#### [Yönerge ve koşullar]
Seçilen metne göre, gidişatta bir değişiklik olmazsa birleşme neden hep “amaç” olarak kalmaya devam edecek?

Barışmak, kolay mı ki?

Mert Özdağ

Eğer gidişatta bir değişiklik olmazsa birleşme hep “amaç” olarak kalmaya devam edecek.

Zira hayal görmek “gözler kapalı” iken daha tatlıdır.
Deneyin…
Mesela kapatın gözlerinizi, güzel bir evdesiniz, ağaçların içinde…
Ne güzel değil mi?
Yine o “gözlerin kapalı olduğu” günlerden geçiyoruz.
Namı-diğer kritik günler!
Uyuyoruz!
Ve bilerek, isteyerek bazı şeyleri görmemek için çabalıyoruz adeta.
Adına "kktc" denen bu yarım adanın bir vilayet olma adına artık evrimini tamamlama aşamasına geldiğini görmek, konuşmak istemiyoruz.
Baskı ve telkinlere karşı birkaç kişi dışında kimsenin ses ettiği yok.

Süslü cümleler prim yapıyor şimdi.
Kimisi “çözüme” kimisi “yeni siyasete” sarılıyor, kimisi de “KKTC bayrağı” ile Cumhurbaşkancılık oynamak istiyor.
Ancak gözler kapalı! Sonuna kadar, sımsıkı!

                                           *  *  *

Bir çözümden öte barışmak zorundayız önce.
Barışmak!

#### [Sağlanan malzeme]
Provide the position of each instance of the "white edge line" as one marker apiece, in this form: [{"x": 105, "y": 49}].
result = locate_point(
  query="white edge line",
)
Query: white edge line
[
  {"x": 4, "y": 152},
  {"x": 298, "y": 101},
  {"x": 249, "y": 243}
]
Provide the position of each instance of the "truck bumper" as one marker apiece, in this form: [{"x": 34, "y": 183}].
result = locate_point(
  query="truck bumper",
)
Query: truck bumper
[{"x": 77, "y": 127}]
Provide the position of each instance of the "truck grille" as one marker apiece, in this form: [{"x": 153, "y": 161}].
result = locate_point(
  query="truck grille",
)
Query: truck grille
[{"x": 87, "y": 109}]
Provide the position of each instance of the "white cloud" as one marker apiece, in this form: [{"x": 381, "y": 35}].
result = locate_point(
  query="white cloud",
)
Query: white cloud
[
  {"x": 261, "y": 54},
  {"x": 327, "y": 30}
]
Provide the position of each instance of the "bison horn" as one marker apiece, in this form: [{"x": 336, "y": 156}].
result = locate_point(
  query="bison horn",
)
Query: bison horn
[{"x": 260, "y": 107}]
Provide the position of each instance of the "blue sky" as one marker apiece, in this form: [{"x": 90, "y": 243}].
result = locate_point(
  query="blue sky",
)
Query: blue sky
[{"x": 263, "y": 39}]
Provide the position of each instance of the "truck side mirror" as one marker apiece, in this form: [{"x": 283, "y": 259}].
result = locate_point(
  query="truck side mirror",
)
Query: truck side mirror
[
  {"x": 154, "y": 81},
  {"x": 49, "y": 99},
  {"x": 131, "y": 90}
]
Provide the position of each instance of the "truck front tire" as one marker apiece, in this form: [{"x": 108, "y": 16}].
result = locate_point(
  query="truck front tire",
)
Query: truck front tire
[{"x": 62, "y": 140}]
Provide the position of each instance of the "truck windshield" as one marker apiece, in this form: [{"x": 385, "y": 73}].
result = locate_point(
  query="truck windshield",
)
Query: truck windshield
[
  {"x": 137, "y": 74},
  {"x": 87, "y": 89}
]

#### [Doğru cevap]
Çünkü hayal görmek “gözler kapalı” iken daha tatlıdır.